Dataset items

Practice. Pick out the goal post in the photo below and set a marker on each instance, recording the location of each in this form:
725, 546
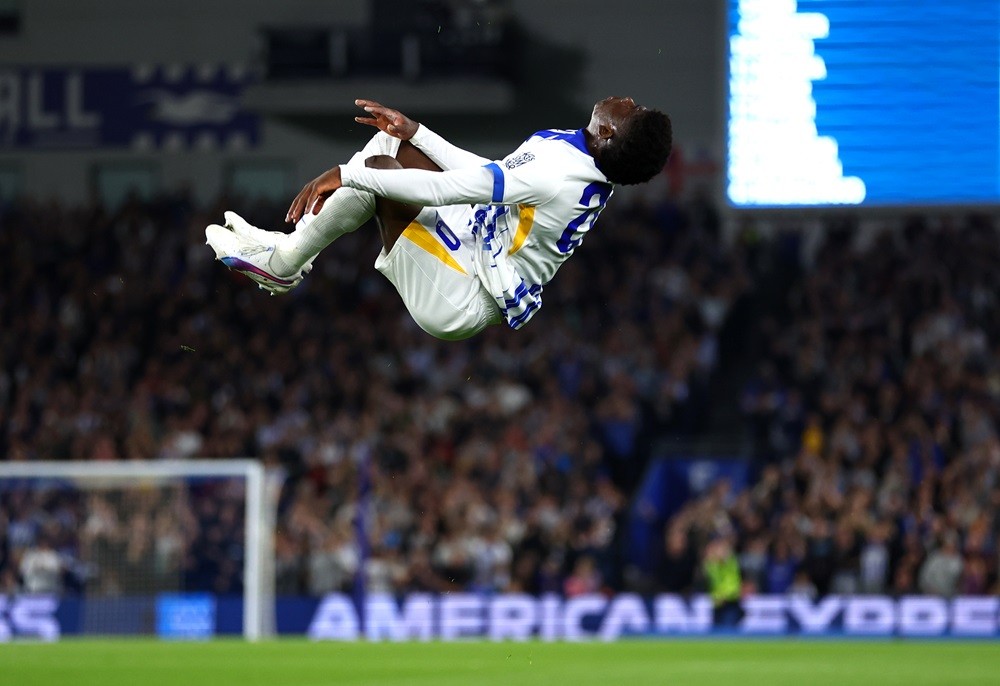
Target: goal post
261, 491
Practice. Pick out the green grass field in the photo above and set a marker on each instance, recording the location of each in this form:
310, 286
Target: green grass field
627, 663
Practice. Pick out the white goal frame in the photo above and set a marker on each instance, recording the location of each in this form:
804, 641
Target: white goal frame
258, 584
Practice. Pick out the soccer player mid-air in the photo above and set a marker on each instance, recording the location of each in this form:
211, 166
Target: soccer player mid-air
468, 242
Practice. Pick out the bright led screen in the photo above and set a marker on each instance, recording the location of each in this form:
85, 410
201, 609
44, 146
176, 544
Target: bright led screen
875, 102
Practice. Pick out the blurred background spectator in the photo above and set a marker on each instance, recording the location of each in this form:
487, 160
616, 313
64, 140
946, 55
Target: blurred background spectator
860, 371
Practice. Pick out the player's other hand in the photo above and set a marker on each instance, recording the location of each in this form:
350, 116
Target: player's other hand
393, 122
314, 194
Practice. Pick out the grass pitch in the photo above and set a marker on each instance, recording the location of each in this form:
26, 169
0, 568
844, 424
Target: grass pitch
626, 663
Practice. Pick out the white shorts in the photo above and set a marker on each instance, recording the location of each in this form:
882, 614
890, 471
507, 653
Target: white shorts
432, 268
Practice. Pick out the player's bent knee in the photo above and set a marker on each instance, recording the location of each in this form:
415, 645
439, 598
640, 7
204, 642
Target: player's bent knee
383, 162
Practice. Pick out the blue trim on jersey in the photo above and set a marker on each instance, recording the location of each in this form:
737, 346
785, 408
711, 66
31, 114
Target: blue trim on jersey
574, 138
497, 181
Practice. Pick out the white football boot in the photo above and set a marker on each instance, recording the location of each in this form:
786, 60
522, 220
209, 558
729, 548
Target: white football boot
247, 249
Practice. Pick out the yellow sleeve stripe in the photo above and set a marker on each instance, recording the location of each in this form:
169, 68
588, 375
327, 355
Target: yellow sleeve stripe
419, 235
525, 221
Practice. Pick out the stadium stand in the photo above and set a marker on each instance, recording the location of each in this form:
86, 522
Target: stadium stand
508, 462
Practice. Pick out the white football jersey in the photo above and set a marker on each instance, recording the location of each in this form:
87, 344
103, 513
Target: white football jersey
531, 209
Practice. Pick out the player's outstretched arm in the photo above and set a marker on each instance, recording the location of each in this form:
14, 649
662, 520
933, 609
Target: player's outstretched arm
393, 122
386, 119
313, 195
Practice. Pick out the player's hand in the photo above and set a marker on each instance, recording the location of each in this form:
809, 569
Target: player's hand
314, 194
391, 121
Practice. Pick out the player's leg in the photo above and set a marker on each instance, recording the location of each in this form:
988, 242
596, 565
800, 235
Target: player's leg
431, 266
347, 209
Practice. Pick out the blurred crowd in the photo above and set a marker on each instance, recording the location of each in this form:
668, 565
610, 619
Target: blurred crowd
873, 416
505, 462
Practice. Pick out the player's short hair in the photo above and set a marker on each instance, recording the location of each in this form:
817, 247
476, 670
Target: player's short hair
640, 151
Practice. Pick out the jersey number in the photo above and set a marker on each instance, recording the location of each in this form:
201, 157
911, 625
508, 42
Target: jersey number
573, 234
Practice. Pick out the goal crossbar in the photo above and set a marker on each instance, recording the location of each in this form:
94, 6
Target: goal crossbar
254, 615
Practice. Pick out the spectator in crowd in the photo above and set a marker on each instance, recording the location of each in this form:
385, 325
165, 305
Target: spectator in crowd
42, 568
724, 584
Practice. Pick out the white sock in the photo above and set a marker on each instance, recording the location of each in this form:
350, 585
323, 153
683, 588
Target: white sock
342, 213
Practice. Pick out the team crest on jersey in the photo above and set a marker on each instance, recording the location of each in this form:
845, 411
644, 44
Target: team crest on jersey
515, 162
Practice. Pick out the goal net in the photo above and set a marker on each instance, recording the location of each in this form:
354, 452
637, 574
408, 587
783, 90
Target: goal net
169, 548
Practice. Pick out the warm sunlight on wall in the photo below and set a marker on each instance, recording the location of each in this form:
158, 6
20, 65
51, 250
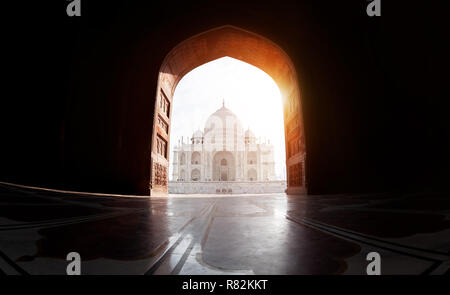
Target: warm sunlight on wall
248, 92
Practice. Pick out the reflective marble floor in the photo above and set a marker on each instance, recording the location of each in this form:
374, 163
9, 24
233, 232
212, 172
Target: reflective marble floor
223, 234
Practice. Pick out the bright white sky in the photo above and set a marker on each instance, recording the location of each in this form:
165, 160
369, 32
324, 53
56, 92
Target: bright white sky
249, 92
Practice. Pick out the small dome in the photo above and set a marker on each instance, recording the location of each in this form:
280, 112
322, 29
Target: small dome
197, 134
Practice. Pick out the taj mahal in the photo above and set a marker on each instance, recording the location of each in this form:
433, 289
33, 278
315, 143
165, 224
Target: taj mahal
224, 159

### Aim of the exercise
Copy out exactly the lines between the line that contains "Practice. Pick out the white sock" and the last line of the records, both ends included; leave out every picture.

### Result of this exercise
Practice. Pick out the white sock in the photo above and set a marker on each instance, recording the location of each in this form:
350, 585
323, 153
683, 588
Target: white sock
342, 213
Practice. Pick out the team crest on jersey in the photo above and set a marker on each instance, recording the location of each in this form:
845, 411
644, 44
Target: team crest on jersey
515, 162
Practice. Pick out the goal net in the photo above and set a marker on each instance, recording the location of each in this form:
354, 452
637, 574
408, 587
783, 90
Target: goal net
169, 548
Practice. Pick out the warm sunlight on wall in the photo below and set a marker on each instance, recording the location of each in this form:
158, 6
20, 65
51, 250
Target: warm sunlight on wall
248, 92
Practice. Pick out the reflective marble floor in the photo above and set a marker on each instance, recording the location of each in this form:
374, 163
9, 24
233, 232
212, 172
Target: reflective marble floor
223, 234
Practice. Pick out the bright white sky in the photo above and set a marker on each instance, recording the location of each in this form:
165, 160
369, 32
324, 53
56, 92
Target: bright white sky
249, 92
Practice. Pick out the small dome in the photo above and set a marker on each instance, recording the location of each in this form:
280, 112
322, 29
Target: small dome
197, 134
Practice. Pick out the taj mahal in the photo above and set a marker on each instance, recording the location of each in this form:
433, 289
33, 278
315, 143
165, 224
Target: taj mahal
224, 159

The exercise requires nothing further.